* [Brief]
Pull out every line in the items below that contains the string "right".

* [Material to process]
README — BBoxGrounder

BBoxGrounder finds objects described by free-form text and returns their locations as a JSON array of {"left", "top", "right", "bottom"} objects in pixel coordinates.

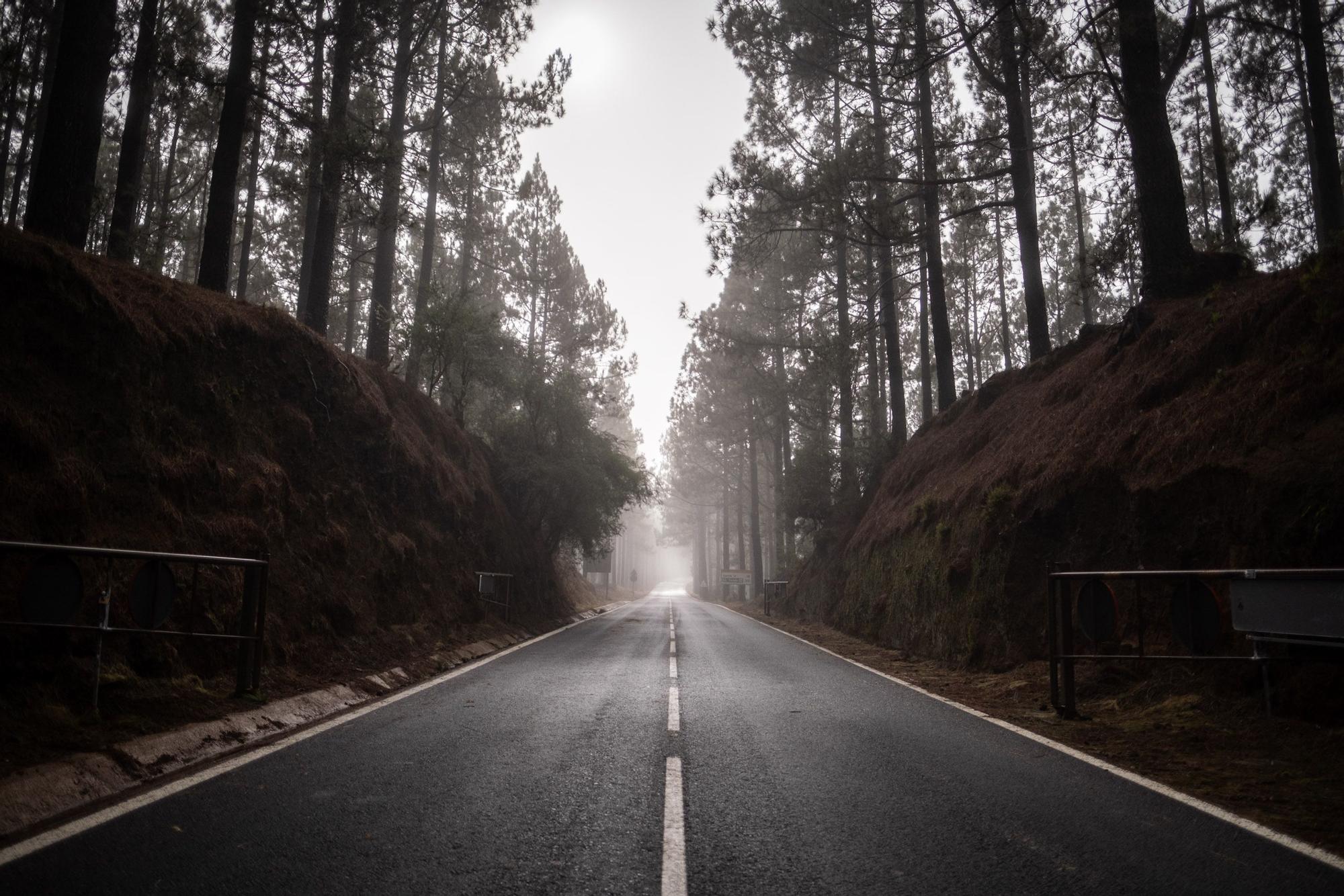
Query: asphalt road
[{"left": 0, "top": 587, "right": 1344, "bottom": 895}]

* * *

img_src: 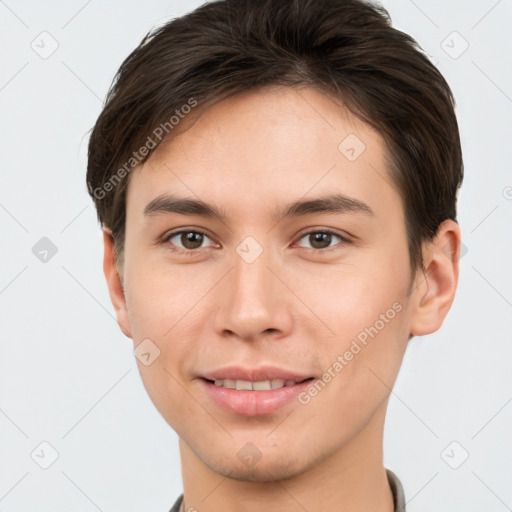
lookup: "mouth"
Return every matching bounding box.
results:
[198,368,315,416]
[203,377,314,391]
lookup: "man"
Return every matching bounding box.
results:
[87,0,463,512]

* [Response to the exercise]
BBoxGrounder finds objects described by free-form text and returns their locations as a JSON array of {"left", "top", "right", "bottom"} objects in pixel coordinates.
[{"left": 0, "top": 587, "right": 1344, "bottom": 895}]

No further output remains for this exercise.